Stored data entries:
========

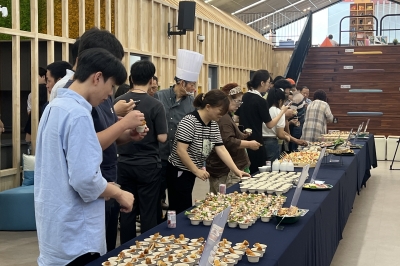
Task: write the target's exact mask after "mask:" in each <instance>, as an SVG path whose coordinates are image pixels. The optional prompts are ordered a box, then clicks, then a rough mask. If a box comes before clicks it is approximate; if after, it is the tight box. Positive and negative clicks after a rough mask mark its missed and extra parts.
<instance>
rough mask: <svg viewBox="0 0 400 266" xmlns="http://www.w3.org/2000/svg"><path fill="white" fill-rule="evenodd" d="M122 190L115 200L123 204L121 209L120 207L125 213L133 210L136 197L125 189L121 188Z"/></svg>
mask: <svg viewBox="0 0 400 266" xmlns="http://www.w3.org/2000/svg"><path fill="white" fill-rule="evenodd" d="M121 191H122V192H121V193H120V195H119V196H118V197H116V198H115V200H116V201H117V202H118V203H119V205H120V206H121V209H120V210H121V212H125V213H128V212H131V211H132V207H133V202H134V200H135V198H134V197H133V195H132V193H130V192H128V191H125V190H121Z"/></svg>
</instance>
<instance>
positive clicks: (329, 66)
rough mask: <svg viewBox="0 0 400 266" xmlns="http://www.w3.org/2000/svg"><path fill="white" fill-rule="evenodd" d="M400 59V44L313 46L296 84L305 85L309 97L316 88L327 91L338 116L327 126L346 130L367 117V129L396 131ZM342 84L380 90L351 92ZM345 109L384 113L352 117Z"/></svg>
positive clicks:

========

- [TASK GOAL]:
Nothing but a number belongs in the answer: the tally of lines in the data holding "clicks".

- [ANSWER TO THIS EXERCISE]:
3